*Quoted text*.
Wild Glamour—Bringing 1950s Hollywood Hills to Melbourne’s Suburbs

The glorious views might be across Melbourne but, as a love letter to the 1950s, this house brings some unmistakable Hollywood Hills to the suburbs.

Hollywood Gondwanaland. With a brief like that, how can you go wrong? Akas Landscape Architecture, Green Sheep Collective and a creative couple with design nous, clear vision and open minds have transformed this disconnected Pascoe Vale brick veneer into a thermally-efficient mid-century gem. Its big views, personality and Gondwanaland garden are designed to keep morphing along with its inhabitants.

Dubbed 50/50s House, this house exemplifies the cumulative power of small, carefully considered, beautifully executed interventions on a large hilltop rabbit warren. It reconnects a garden-loving family to the spaces they share and a lush habitat that energises them.

To be clear, this project was no designer-led rescue operation. The double-storey abode was ageing and disconnected in parts but cool as hell thanks to intact mid-century charm and the design smarts, eye-catching collections and green thumbs of owners Gina McColl and Dave Joiner. Their teenagers Alex and Oliver were still in primary school when the couple began planting lush vegetation and plotting a joinery-led renovation with an upper-level outdoor dining space off the west-facing kitchen that would capture killer views and stunning sunsets.

By the time Gina’s architect sister introduced them to former colleague Shae Parker McCashen of Green Sheep Collective (who led them to Anthony Sharples and Alistair Kirkpatrick, then both of Akas Landscape Architecture), they had 10 years of observations around site conditions and a crystal-clear brief for a dynamic dialogue between house and garden.

Gina says the relationship between Shae, Anthony and Alistair helped all involved to embrace the steep site’s pros and cons. Direct connections into the rear garden from an upstairs deck wouldn’t fly, but bird’s eye views sure would. “The brief to both designers involved a lot of talk about how we wanted the garden to be incorporated,” she says. “We had umpteen conversations about ensuring the driveway and carport was something that would enable greenery to grow. We always wanted it to be a vine-covered house. That was also part of the sustainability of the design because we have this unbelievably hot west-facing site three-quarters of the way up a very steep hill. So the pergola deck was designed to install an exterior air-conditioner, really … we’re growing grapevine on it, so in another two years it’ll be a beautiful wintergarden open to the sun in winter and covered in thick green vines in summer to give us shade and cool.”

*Source data*.
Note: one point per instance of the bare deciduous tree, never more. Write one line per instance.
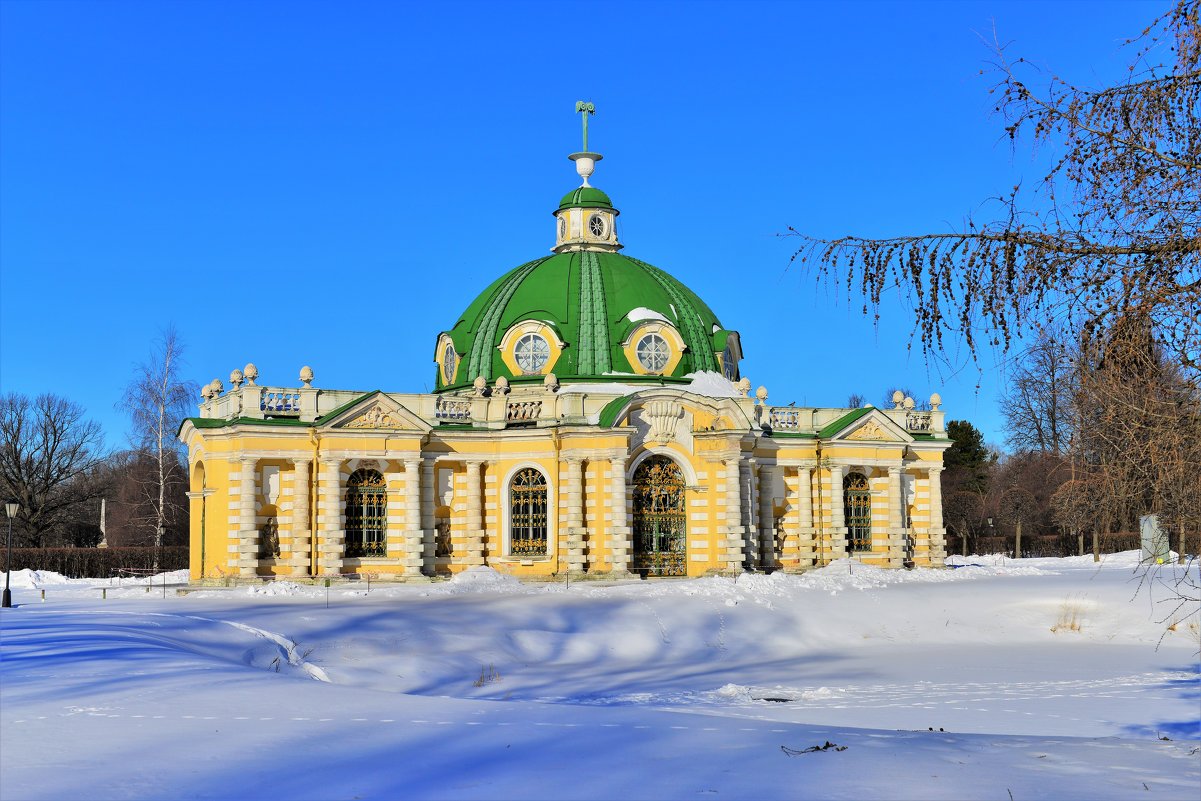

*Problems to work on*.
A – In two or three sentences, explain why the article on the 50/50s House says a vine-covered house was part of the sustainability of the design.
B – Reproduce the article on the 50/50s House from "Wild Glamour—Bringing 1950s" to "to the suburbs.".
C – Answer these questions from the article on the 50/50s House:
(i) In which suburb is the house?
(ii) What name has the house been given?
(iii) Who introduced the couple to Shae Parker McCashen?
Nothing in the data is needed for this work.

*Written responses*.
A – The site is unbelievably hot and west-facing, three-quarters of the way up a very steep hill. Grapevine grown on the pergola deck would make it a wintergarden open to the sun in winter and covered in thick green vines in summer, giving shade and cool, much like an exterior air-conditioner.

B –
Wild Glamour—Bringing 1950s Hollywood Hills to Melbourne’s Suburbs

The glorious views might be across Melbourne but, as a love letter to the 1950s, this house brings some unmistakable Hollywood Hills to the suburbs.

C –
(i) Pascoe Vale
(ii) 50/50s House
(iii) Gina's architect sister